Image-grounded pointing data

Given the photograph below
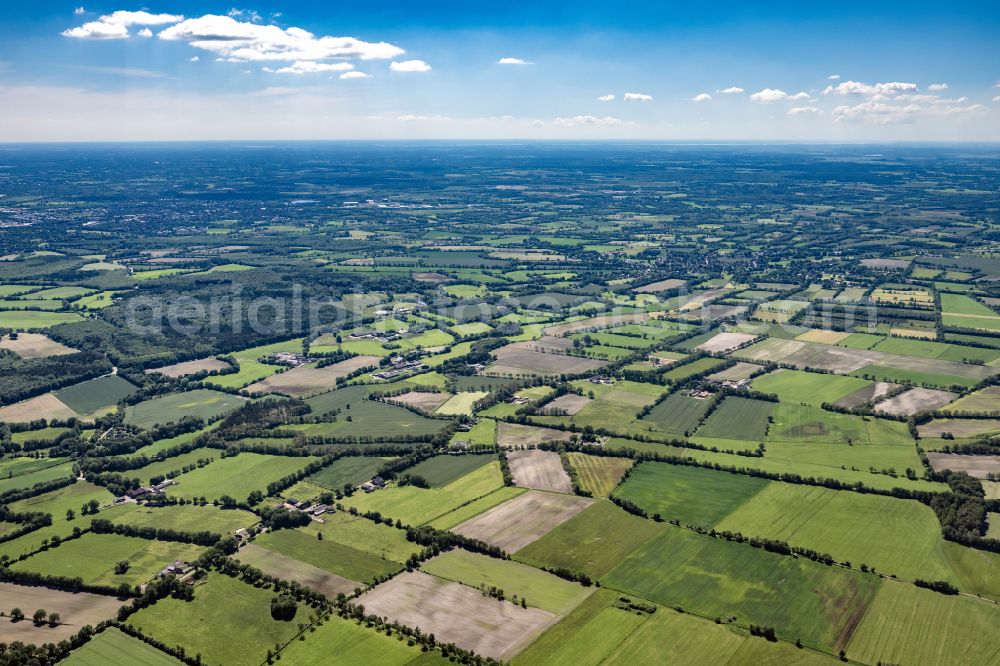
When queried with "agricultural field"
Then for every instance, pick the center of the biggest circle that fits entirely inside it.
(518, 522)
(599, 475)
(93, 558)
(579, 402)
(232, 606)
(201, 403)
(75, 609)
(692, 495)
(442, 608)
(112, 647)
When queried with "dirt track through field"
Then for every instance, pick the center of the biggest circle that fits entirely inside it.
(522, 520)
(541, 470)
(282, 566)
(458, 614)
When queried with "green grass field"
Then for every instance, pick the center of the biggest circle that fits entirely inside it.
(19, 473)
(237, 476)
(22, 320)
(113, 647)
(442, 470)
(693, 495)
(599, 475)
(538, 588)
(738, 418)
(714, 577)
(187, 518)
(202, 403)
(233, 607)
(594, 541)
(678, 415)
(907, 625)
(252, 370)
(901, 537)
(92, 557)
(475, 507)
(303, 545)
(340, 641)
(798, 386)
(89, 396)
(415, 506)
(351, 470)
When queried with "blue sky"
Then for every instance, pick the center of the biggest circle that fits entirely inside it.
(846, 71)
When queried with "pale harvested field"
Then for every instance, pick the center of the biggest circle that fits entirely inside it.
(45, 406)
(735, 373)
(959, 427)
(867, 394)
(772, 349)
(835, 359)
(307, 379)
(984, 400)
(457, 614)
(723, 342)
(282, 566)
(895, 264)
(35, 345)
(546, 343)
(915, 400)
(921, 334)
(541, 470)
(821, 336)
(190, 367)
(662, 285)
(421, 400)
(76, 610)
(569, 404)
(596, 323)
(523, 520)
(515, 361)
(515, 434)
(977, 466)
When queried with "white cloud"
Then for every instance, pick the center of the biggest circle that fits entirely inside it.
(878, 89)
(310, 67)
(410, 66)
(771, 95)
(116, 25)
(243, 41)
(638, 97)
(876, 113)
(410, 118)
(578, 121)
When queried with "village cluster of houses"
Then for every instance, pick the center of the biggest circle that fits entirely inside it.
(291, 359)
(143, 492)
(307, 507)
(399, 366)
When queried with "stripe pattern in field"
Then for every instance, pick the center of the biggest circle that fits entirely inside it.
(541, 470)
(518, 522)
(282, 566)
(457, 614)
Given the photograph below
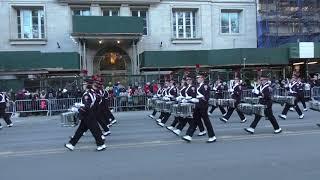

● WORK TO BE COMPLETED:
All lines of the records above with the word "queried" in them are to be copied.

● COMPLETED EXERCISE:
When queried with "agricultural field"
When queried with "dirt track through field"
When queried with "green grass field"
When queried with "blue sky"
When queried with "pale harvested field"
When queried with "white cloud"
When queried with "village cluster of houses"
When queried with "stripe pattern in field"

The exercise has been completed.